ПУТАНИЦА, которую я имею в виду, состоит в трактовке чистого дохода от производительной деятельности как издержек производства. А именно, как затрат прибавочного труда.

Мне этого вопроса доводилось уже касаться около года назад, на нашем политклубе, посвящённом 100-летию со дня смерти Ф.Энгельса. Снова и снова приходится выражать сожаление, что нам не удаётся своевременно публиковать все наши наработки. Из-за этого общая картина состояния марксистской мысли в стране проясняется гораздо медленнее, чем это необходимо.

В числе прочего, в «Анти-Дюринге» Энгельс совершенно однозначно формулирует, «что прибавочный продукт как таковой, по Марксу, не требует никаких издержек производства»,[1] что прибавочная стоимость – это никоим образом не элемент стоимости товара «рабочая сила», а это проявление потребительной стоимости данного уникального товара. Потребительная стоимость товара «рабочая сила», – т.е. то свойство, из-за которого рабочую силу вообще покупают на рынке труда, – это её способность в процессе её производительного потребления приносить новую стоимость, дополнительно к своей собственной стоимости: приносить прибавочную стоимость, или, в конечном итоге, чистый доход.

У товара «рабочая сила» есть и собственная стоимость, которая входит в издержки производства. Собственная стоимость товара «рабочая сила», – читаем в том же разделе «Анти-Дюринга», причём опять-таки с прямой ссылкой на Маркса, – определяется, «как и стоимость всякого другого товара, рабочим временем, необходимым для производства… и воспроизводства этого специфического предмета торговли».[2] Рабочую силу покупают по стоимости её воспроизводства: эти затраты работодателя составляют заработную плату, элемент издержек производства. Опять же, Энгельс подчёркивает: «по законам товарного обмена тут нет никакого нарушения права по отношению к продавцу».[3] В процессе производительного потребления рабочая сила приносит новую стоимость, – которая никакого касательства к её собственной стоимости не имеет. Если смотреть, вот именно, в плане товарно-денежных, стоимостных отношений.

Многие тут же завопят: а как же необходимый оплаченный и прибавочный неоплаченный труд?

Оплаченный и неоплаченный труд – это был пропагандистски-дидактический приём, блестяще найденный классиками марксизма для революционного просвещения масс в тех конкретных исторических условиях, в которых Маркс и Энгельс реально жили и творили. Экстраполировать этот приём на неопределённое время вперёд, на другую эпоху и другую систему производственных отношений – грубейшая методологическая ошибка. Да и для условий классической капиталистической системы рассуждения об «оплаченном» и «неоплаченном» труде отнюдь нельзя толковать буквально.

Рабочего нанимают и ему платят за то и потому, что он способен произвести стоимость, которая в денежном выражении превышает его зарплату; стоимость, по отношению к которой его зарплата есть лишь часть. Если он эту дополнительную стоимость производить не будет, то его просто не будут нанимать, не будут покупать. В известном смысле не только при социализме, но даже и при капитализме всё рабочее время для трудящегося есть время «необходимое»: ведь ему необходимо создать прибавочную стоимость, чтобы вообще быть нанятым на работу, а для этого нужен весь рабочий день, но не какой-то его отрезок.

 

ХОРОШО, – мне скажут, – но в чём же тогда заключается при капитализме эксплуатация, в чём несправедливость?

## Данные для обработки
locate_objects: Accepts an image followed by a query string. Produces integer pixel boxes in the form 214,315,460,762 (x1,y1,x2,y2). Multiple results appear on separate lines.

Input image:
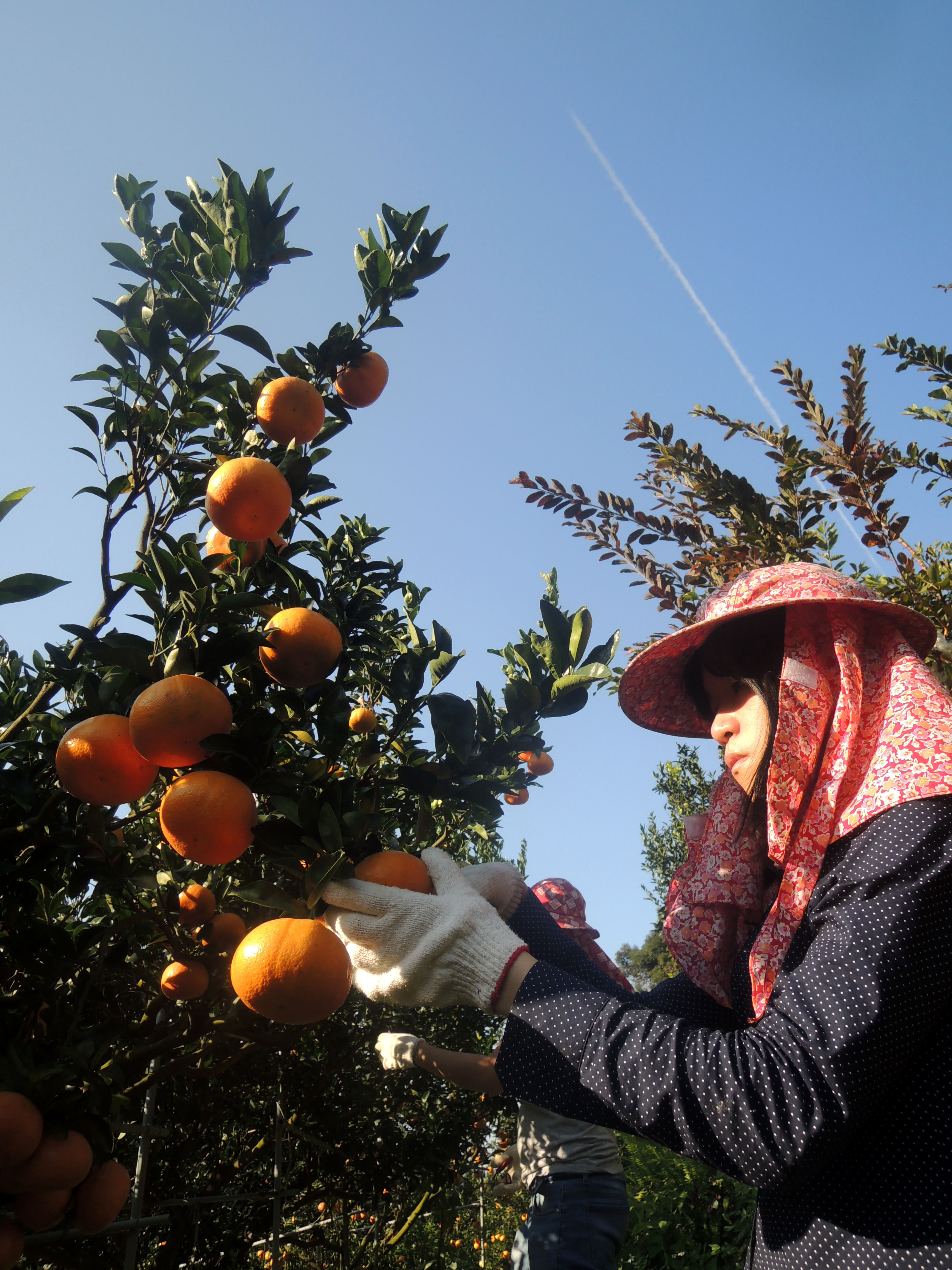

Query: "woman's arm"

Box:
496,799,952,1186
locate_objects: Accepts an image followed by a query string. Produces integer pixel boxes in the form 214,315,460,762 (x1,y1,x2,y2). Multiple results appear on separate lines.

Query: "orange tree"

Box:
0,164,617,1268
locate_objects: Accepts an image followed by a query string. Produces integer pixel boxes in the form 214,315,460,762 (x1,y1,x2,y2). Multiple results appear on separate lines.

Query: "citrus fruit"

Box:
231,917,350,1024
349,706,377,733
202,913,248,952
255,375,325,446
56,715,159,806
179,881,215,930
13,1186,72,1231
129,674,231,767
0,1092,43,1168
204,526,287,570
72,1159,132,1234
258,608,344,688
519,749,555,776
334,353,390,407
0,1129,93,1195
204,458,291,542
354,851,434,895
159,772,258,865
0,1217,23,1270
161,961,208,1001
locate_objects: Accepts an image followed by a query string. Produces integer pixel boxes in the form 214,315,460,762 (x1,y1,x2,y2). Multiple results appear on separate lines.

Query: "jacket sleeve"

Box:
496,799,952,1186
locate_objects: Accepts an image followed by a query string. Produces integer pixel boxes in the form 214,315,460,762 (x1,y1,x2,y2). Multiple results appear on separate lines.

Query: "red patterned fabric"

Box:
665,565,952,1019
532,878,635,992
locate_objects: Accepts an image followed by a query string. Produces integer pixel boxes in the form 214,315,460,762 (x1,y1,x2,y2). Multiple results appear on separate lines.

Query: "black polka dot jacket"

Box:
496,798,952,1270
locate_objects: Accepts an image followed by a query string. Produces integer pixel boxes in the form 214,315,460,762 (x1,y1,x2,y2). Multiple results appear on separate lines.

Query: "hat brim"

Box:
618,597,935,738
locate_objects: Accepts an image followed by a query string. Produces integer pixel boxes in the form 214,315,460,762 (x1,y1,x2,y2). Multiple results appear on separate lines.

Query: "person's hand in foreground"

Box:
324,847,534,1013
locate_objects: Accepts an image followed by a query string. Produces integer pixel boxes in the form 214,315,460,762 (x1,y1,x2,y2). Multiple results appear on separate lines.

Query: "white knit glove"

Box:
462,860,528,922
324,847,526,1013
373,1032,420,1072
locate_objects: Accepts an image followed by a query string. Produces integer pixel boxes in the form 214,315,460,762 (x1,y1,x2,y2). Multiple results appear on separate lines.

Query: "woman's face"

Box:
703,671,770,794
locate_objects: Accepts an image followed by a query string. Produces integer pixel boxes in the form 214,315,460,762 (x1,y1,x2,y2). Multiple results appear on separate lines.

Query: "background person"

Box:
328,564,952,1270
376,866,633,1270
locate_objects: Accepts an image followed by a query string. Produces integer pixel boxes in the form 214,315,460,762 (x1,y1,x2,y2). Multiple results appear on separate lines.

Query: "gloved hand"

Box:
462,860,528,922
324,847,526,1013
373,1032,420,1072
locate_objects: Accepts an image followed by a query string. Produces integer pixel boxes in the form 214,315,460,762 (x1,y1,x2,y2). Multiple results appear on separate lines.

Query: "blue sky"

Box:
0,0,952,952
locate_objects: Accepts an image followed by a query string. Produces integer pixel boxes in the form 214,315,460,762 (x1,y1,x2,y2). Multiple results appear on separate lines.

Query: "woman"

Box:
374,878,633,1270
328,564,952,1270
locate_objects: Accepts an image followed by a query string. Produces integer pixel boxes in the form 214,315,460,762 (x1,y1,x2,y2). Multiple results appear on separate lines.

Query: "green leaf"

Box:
232,881,294,916
0,573,69,604
317,803,344,851
66,405,99,437
426,692,476,763
218,322,274,362
0,485,36,521
569,604,591,666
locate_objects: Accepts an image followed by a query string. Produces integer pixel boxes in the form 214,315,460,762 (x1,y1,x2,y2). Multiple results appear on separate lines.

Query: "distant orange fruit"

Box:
255,375,325,446
0,1217,23,1270
0,1129,93,1195
354,851,434,895
129,674,231,767
349,706,377,734
56,715,159,806
160,961,208,1001
519,749,555,776
258,608,344,688
72,1159,132,1234
202,913,248,952
13,1186,72,1231
204,526,287,570
0,1091,43,1168
204,458,291,542
159,772,258,865
179,881,215,930
231,917,350,1024
334,353,390,407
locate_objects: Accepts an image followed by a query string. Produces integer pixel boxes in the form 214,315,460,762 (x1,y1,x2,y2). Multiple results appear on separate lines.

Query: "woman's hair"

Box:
684,608,786,820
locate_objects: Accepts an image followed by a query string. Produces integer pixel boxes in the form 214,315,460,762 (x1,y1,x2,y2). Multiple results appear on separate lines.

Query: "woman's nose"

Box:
711,714,739,746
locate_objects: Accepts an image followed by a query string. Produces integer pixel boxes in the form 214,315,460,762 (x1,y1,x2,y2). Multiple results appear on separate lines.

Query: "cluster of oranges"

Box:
0,1091,131,1270
503,749,555,806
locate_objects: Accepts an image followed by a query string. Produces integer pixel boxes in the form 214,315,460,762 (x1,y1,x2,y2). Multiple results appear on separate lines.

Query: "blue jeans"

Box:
512,1174,628,1270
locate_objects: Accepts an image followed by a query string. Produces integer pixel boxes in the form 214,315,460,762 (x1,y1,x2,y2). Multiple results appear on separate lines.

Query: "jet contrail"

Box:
571,114,878,568
572,114,783,428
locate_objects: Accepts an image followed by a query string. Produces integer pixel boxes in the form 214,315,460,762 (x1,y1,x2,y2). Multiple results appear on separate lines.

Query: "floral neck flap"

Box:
665,603,952,1022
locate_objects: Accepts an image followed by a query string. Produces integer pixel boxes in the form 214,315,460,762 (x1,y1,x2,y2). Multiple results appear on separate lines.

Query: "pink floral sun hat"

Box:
618,564,935,737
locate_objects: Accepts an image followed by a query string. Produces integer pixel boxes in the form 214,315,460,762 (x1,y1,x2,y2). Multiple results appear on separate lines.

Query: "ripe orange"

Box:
519,749,555,776
129,674,231,767
334,353,390,407
204,458,291,542
160,961,208,1001
0,1092,43,1168
0,1217,23,1270
74,1159,132,1234
255,375,325,446
354,851,436,895
179,881,215,930
258,608,344,688
350,706,377,734
13,1186,72,1231
202,913,248,952
159,772,258,865
231,917,350,1024
0,1129,93,1195
204,526,287,570
56,715,159,806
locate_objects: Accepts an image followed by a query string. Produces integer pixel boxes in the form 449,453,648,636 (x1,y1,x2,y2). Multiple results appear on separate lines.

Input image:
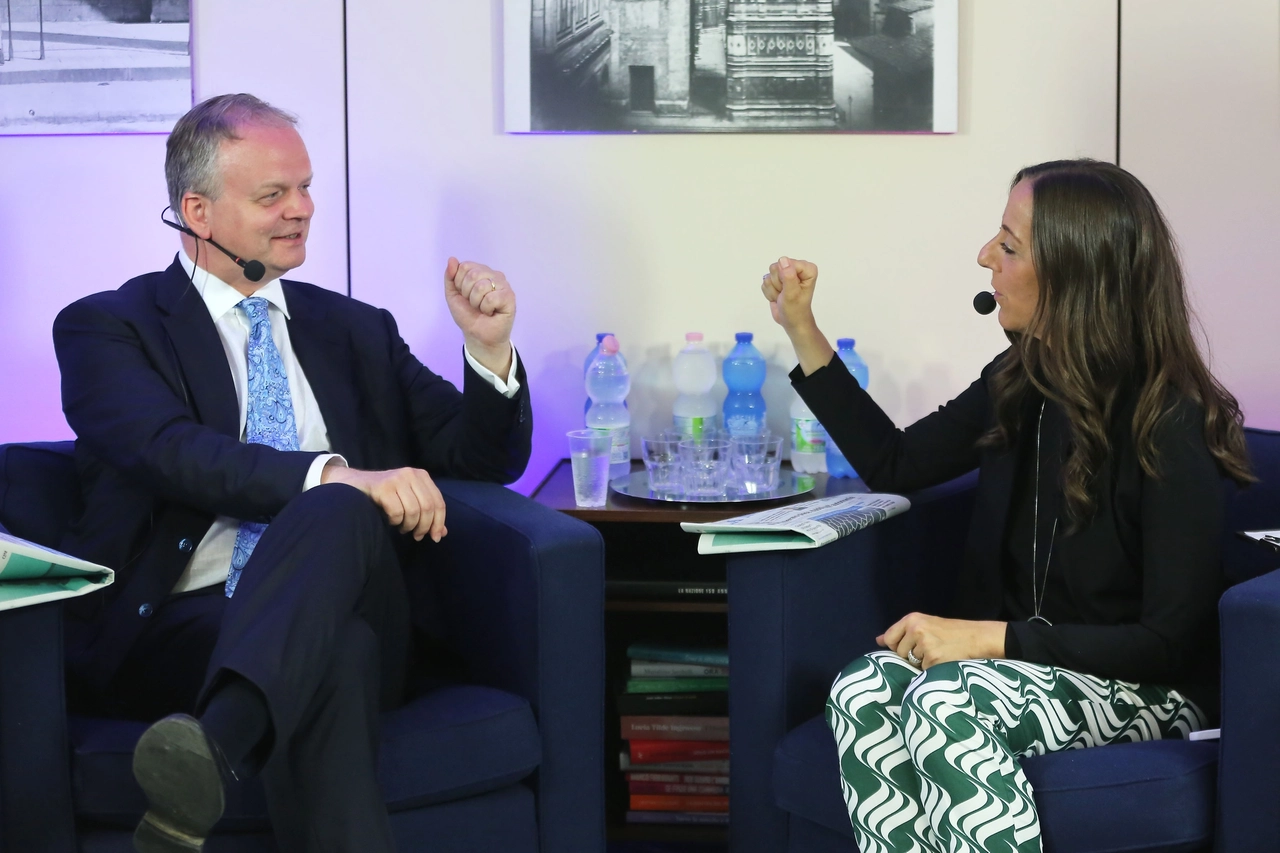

## Задания
a) Пожалуйста, перепечатайте записи без изменений: начните со строки, в которой есть "the form 449,453,648,636", и закончите последней строкой записей. Изображения в ответ не включайте.
b) Напишите продолжение текста о прибавочной стоимости и эксплуатации, начиная сразу после его последнего предложения.

## Список ответов
a)
locate_objects: Accepts an image followed by a query string. Produces integer pixel boxes in the form 449,453,648,636 (x1,y1,x2,y2). Multiple results appear on separate lines.

Input image:

b)
Чтобы ответить на этот вопрос, нужно чётко себе представлять, что свойство живого труда приносить дополнительный продукт, дополнительную стоимость – это свойство всецело общественное. Это свойство человека исключительно лишь как общественно-исторического существа. Работник начинает производить дополнительный продукт только благодаря тому, что кто-то где-то изобрёл колесо, парус, веретено, мельничный жёрнов, гвоздь и молоток и т.д., и это всё поступило во всеобщее пользование человечества, стало непременным атрибутом производственной деятельности.

Следовательно, и принадлежать прибавочный продукт должен всем. А он во всех элитарно-эксплуататорских обществах принадлежит только собственникам средств производства. Вся несправедливость в этом и состоит.

Способ борьбы с несправедливостью указан давно – надо средства производства сделать общественным достоянием. Что понимать под общественным достоянием – это, в свою очередь, тоже очень непростой вопрос; но поскольку ближайшим, непосредственным воплощением целостности общества является государство, то с этим, в конце концов, более или менее разобрались, – что безусловно преобладающей формой собственности в неэксплуататорском общественном устройстве должна быть собственность государственная.

Раз собственность на средства производства общественная, т.е. государственная, то и фактическим собственником, распорядителем продукта тоже должно стать государство. Это элементарная логика вещей. Остаётся сделать последний шаг и понять, что третья решающая операция в этой схеме – формирование и распределение чистого дохода также должно полностью уйти на общественный, государственный уровень. Чтобы общественный чистый доход поступил именно трудящемуся, а не кому-либо ещё, он должен поступать только по общественным каналам.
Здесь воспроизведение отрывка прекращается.